[REQUIRED ACTION]: Identical copies of all the records below are needed.

[Saved data entries]:
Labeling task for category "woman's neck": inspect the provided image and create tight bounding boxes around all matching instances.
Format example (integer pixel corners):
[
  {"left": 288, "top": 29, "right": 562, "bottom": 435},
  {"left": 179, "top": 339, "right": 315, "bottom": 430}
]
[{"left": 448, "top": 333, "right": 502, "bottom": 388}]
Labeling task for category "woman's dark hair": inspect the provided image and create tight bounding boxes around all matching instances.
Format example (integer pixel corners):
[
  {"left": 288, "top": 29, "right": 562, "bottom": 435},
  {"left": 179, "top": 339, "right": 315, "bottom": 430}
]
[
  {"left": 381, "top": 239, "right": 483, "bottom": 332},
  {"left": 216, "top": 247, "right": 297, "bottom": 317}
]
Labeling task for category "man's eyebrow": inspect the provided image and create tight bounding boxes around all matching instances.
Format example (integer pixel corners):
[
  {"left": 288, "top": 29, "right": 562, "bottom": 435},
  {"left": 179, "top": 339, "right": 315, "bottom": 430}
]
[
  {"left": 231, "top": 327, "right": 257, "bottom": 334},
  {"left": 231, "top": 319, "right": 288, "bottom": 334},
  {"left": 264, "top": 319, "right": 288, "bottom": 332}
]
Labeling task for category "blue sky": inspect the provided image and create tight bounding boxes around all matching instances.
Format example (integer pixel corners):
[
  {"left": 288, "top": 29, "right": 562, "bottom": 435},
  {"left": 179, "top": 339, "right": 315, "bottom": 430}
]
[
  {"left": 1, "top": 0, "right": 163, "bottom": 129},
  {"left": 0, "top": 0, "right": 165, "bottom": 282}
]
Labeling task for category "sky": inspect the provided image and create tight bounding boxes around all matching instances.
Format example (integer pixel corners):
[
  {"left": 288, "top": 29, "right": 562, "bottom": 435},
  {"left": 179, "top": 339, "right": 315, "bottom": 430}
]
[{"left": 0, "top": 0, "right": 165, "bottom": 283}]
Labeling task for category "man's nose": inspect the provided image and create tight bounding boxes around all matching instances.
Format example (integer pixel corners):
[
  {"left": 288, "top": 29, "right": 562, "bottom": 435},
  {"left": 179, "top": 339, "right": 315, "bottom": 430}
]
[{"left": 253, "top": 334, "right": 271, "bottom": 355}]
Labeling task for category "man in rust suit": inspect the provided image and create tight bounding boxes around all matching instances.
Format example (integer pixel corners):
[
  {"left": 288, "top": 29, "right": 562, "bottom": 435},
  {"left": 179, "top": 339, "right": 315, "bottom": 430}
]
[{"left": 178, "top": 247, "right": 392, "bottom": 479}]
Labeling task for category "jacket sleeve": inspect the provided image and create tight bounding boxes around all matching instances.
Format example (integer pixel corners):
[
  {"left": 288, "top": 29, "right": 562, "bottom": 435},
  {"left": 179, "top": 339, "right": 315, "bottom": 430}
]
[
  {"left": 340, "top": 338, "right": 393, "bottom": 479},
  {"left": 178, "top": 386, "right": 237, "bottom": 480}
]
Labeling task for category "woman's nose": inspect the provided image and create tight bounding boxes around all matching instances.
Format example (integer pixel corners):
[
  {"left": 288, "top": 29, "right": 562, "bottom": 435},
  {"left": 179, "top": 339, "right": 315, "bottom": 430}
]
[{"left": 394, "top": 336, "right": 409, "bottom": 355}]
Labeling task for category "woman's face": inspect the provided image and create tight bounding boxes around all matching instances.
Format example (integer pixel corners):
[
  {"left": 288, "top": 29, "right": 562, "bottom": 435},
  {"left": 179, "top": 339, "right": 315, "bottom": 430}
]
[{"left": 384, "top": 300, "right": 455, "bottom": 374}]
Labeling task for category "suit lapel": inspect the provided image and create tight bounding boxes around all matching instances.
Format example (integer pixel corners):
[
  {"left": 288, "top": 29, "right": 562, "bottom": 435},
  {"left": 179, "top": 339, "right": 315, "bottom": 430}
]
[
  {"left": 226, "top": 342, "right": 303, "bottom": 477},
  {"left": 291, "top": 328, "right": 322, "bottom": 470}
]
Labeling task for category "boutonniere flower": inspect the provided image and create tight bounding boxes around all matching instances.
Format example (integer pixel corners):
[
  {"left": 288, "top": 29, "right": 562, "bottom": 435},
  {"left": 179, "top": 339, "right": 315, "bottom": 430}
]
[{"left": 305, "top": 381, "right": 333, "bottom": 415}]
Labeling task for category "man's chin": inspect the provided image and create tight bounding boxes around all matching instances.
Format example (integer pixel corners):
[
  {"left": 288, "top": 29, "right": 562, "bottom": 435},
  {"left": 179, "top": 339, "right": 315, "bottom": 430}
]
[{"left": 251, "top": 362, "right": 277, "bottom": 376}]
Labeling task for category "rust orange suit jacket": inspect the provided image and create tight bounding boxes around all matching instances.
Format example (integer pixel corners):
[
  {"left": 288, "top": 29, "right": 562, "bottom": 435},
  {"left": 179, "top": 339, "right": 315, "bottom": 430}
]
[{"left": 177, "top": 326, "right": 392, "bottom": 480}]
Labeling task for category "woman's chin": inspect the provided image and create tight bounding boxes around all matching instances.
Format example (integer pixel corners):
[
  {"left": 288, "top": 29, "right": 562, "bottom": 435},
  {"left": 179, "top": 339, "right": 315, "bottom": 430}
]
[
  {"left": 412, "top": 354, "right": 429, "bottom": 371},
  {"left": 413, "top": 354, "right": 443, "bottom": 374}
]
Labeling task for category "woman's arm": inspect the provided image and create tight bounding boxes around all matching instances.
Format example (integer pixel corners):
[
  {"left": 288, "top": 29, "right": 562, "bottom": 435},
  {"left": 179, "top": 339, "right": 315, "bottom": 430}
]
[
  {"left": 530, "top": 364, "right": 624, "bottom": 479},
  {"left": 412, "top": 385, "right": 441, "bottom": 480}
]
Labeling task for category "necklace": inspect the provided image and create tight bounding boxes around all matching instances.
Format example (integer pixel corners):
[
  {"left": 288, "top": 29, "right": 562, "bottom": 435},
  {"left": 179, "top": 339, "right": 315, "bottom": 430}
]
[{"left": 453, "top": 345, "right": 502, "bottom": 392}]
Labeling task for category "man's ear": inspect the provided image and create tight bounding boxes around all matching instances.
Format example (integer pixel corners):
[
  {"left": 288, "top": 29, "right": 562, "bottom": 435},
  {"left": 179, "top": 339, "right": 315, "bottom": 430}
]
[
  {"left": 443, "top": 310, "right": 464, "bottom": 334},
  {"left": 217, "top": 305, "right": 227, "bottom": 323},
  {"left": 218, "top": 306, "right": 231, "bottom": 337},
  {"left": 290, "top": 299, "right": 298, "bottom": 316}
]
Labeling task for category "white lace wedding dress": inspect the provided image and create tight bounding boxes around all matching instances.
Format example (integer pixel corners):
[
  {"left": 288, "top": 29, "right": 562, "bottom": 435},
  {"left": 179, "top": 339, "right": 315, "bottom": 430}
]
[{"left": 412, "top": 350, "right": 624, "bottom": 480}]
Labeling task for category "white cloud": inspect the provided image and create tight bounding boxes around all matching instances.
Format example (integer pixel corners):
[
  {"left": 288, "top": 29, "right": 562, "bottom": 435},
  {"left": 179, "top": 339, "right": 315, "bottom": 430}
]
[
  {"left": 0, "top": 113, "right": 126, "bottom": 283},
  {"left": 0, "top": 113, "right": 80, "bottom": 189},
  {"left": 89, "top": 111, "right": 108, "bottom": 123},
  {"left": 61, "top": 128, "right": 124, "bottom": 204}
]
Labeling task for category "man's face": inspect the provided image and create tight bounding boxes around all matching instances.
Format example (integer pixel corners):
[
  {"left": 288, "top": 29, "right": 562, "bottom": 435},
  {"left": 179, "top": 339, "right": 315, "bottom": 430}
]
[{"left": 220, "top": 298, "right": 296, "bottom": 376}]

[RESPONSE TO THE EXERCISE]:
Labeling task for category "woman's neck": inspect the provided image and create tight bounding boxes around all matching instances.
Format example (integer pixel corners):
[
  {"left": 288, "top": 29, "right": 562, "bottom": 435},
  {"left": 179, "top": 339, "right": 315, "bottom": 430}
]
[{"left": 448, "top": 333, "right": 502, "bottom": 388}]
Labeling task for category "woman's dark hair": inspect the provided image and create tight bounding boxes around all matching instances.
Format example (integer pixel corners):
[
  {"left": 288, "top": 29, "right": 562, "bottom": 435},
  {"left": 179, "top": 339, "right": 315, "bottom": 430}
]
[
  {"left": 381, "top": 239, "right": 483, "bottom": 332},
  {"left": 216, "top": 247, "right": 297, "bottom": 317}
]
Labeling task for category "man's eyebrow": inspect the provided image and create tight bounding boxes around all matching instances.
Format example (integer pixel corners):
[
  {"left": 288, "top": 29, "right": 562, "bottom": 435},
  {"left": 179, "top": 339, "right": 315, "bottom": 430}
]
[
  {"left": 231, "top": 327, "right": 257, "bottom": 334},
  {"left": 231, "top": 319, "right": 288, "bottom": 334},
  {"left": 264, "top": 319, "right": 288, "bottom": 332}
]
Labeling task for category "blue sky": inspect the provided image and create tight bounding boxes around all matching instances.
Format example (integer pixel corners):
[
  {"left": 288, "top": 29, "right": 562, "bottom": 435},
  {"left": 179, "top": 339, "right": 315, "bottom": 430}
]
[
  {"left": 1, "top": 0, "right": 163, "bottom": 129},
  {"left": 0, "top": 0, "right": 165, "bottom": 282}
]
Labeling task for category "sky": inspect the provided image and create tight bounding boxes around all matching instances.
Format example (integer pixel corners):
[
  {"left": 288, "top": 29, "right": 562, "bottom": 435},
  {"left": 179, "top": 339, "right": 315, "bottom": 430}
]
[{"left": 0, "top": 0, "right": 165, "bottom": 283}]
Labeling task for category "man's nose": inspect the provided image and create tight bounding boxes around all matching instances.
Format example (integer pixel corners):
[
  {"left": 288, "top": 29, "right": 562, "bottom": 435},
  {"left": 179, "top": 339, "right": 315, "bottom": 430}
]
[{"left": 253, "top": 334, "right": 271, "bottom": 355}]
Labeling task for category "man in rust suit": inspect the provided image and create tight bounding boxes around all matching instances.
Format example (integer pixel corners):
[
  {"left": 288, "top": 29, "right": 562, "bottom": 435},
  {"left": 179, "top": 339, "right": 315, "bottom": 430}
]
[{"left": 178, "top": 247, "right": 392, "bottom": 479}]
Labeling task for category "jacket sleeve": inspect the provided image and create tight bounding boxes around all matching instances.
Format example (integer pixel corners):
[
  {"left": 288, "top": 29, "right": 562, "bottom": 435},
  {"left": 179, "top": 339, "right": 315, "bottom": 430}
]
[
  {"left": 340, "top": 338, "right": 393, "bottom": 479},
  {"left": 178, "top": 386, "right": 237, "bottom": 480}
]
Labeling task for category "woman's nose": inspect the provided image and create tight bounding boxes around all matching instances.
Format example (integer pixel corners):
[
  {"left": 288, "top": 29, "right": 562, "bottom": 435},
  {"left": 179, "top": 339, "right": 315, "bottom": 430}
]
[{"left": 394, "top": 336, "right": 409, "bottom": 355}]
Labeling task for category "woman's face": inspect the provided image and create tight bounding boxes around all matching instances.
Format example (integer pixel corners):
[
  {"left": 288, "top": 29, "right": 562, "bottom": 435},
  {"left": 179, "top": 339, "right": 315, "bottom": 430}
]
[{"left": 384, "top": 300, "right": 455, "bottom": 374}]
Labeling task for category "suit lapel": inspect the provided image and create tight bounding boxes around all matching instances.
Format example (integer pixel corners):
[
  {"left": 288, "top": 29, "right": 562, "bottom": 435},
  {"left": 179, "top": 339, "right": 315, "bottom": 430}
]
[
  {"left": 226, "top": 342, "right": 303, "bottom": 477},
  {"left": 291, "top": 328, "right": 322, "bottom": 470}
]
Labeling task for category "boutonniere flower": inspect the provided image and create tight bounding boxes around all matching instances.
Format example (integer pixel corners):
[
  {"left": 288, "top": 29, "right": 562, "bottom": 435},
  {"left": 179, "top": 339, "right": 315, "bottom": 430}
]
[{"left": 305, "top": 381, "right": 333, "bottom": 415}]
Labeling task for category "man's chin": inspect the provided image and create tight bounding boxes around all matching instances.
Format example (integer pixel corners):
[
  {"left": 288, "top": 29, "right": 562, "bottom": 435},
  {"left": 179, "top": 339, "right": 315, "bottom": 430}
]
[{"left": 251, "top": 362, "right": 277, "bottom": 376}]
Labeling task for category "rust orange suit jacket": inspect the provided image and create tight bounding boxes around all matching instances.
Format example (integer pixel corners):
[
  {"left": 288, "top": 29, "right": 562, "bottom": 435},
  {"left": 179, "top": 339, "right": 315, "bottom": 430}
]
[{"left": 177, "top": 326, "right": 392, "bottom": 480}]
Labeling task for category "woman's chin": inspect the provided image and create tight bounding boxes around all matching instances.
Format example (integer pixel corners):
[
  {"left": 288, "top": 29, "right": 562, "bottom": 435},
  {"left": 179, "top": 339, "right": 315, "bottom": 430}
]
[
  {"left": 412, "top": 354, "right": 429, "bottom": 371},
  {"left": 413, "top": 354, "right": 443, "bottom": 374}
]
Labeling task for category "woman's arm": inspect the provided image and create tight bounding boxes around all matching instances.
Format example (integer pixel corners):
[
  {"left": 288, "top": 29, "right": 562, "bottom": 435},
  {"left": 179, "top": 339, "right": 315, "bottom": 430}
]
[
  {"left": 530, "top": 364, "right": 624, "bottom": 479},
  {"left": 412, "top": 385, "right": 441, "bottom": 480}
]
Labeling task for category "necklace": inspect the provided image and create tight bounding boxes around all matching instances.
Format example (integer pixel corners):
[
  {"left": 288, "top": 29, "right": 562, "bottom": 435},
  {"left": 179, "top": 339, "right": 315, "bottom": 430}
]
[{"left": 453, "top": 345, "right": 502, "bottom": 392}]
Labeling task for category "man's ear": inspect the provided image and create tight bounding boxes around all matching instances.
Format example (integer pixel corners):
[
  {"left": 288, "top": 29, "right": 562, "bottom": 435},
  {"left": 179, "top": 339, "right": 315, "bottom": 430}
]
[
  {"left": 443, "top": 310, "right": 464, "bottom": 334},
  {"left": 217, "top": 305, "right": 227, "bottom": 323},
  {"left": 218, "top": 306, "right": 231, "bottom": 337},
  {"left": 290, "top": 299, "right": 298, "bottom": 316}
]
Labeling task for category "white lace wedding dress": inspect the provided image and create tight bounding boxes around all matching instances.
Format example (integer pixel corners):
[
  {"left": 288, "top": 29, "right": 562, "bottom": 435},
  {"left": 179, "top": 339, "right": 315, "bottom": 430}
]
[{"left": 412, "top": 350, "right": 624, "bottom": 480}]
Labeling task for category "white cloud": inspect the provided image and create tight bounding boxes around all matching instances.
Format example (integer pixel corners):
[
  {"left": 288, "top": 29, "right": 562, "bottom": 435},
  {"left": 179, "top": 339, "right": 315, "bottom": 430}
]
[
  {"left": 0, "top": 113, "right": 126, "bottom": 283},
  {"left": 0, "top": 113, "right": 80, "bottom": 189},
  {"left": 89, "top": 111, "right": 108, "bottom": 123},
  {"left": 61, "top": 128, "right": 124, "bottom": 204}
]
Labeling task for category "man's face": inspect the provided image and create tight bounding boxes around all matching instances.
Format example (integer pixel corners):
[
  {"left": 288, "top": 29, "right": 562, "bottom": 435},
  {"left": 179, "top": 339, "right": 315, "bottom": 430}
]
[{"left": 220, "top": 298, "right": 296, "bottom": 376}]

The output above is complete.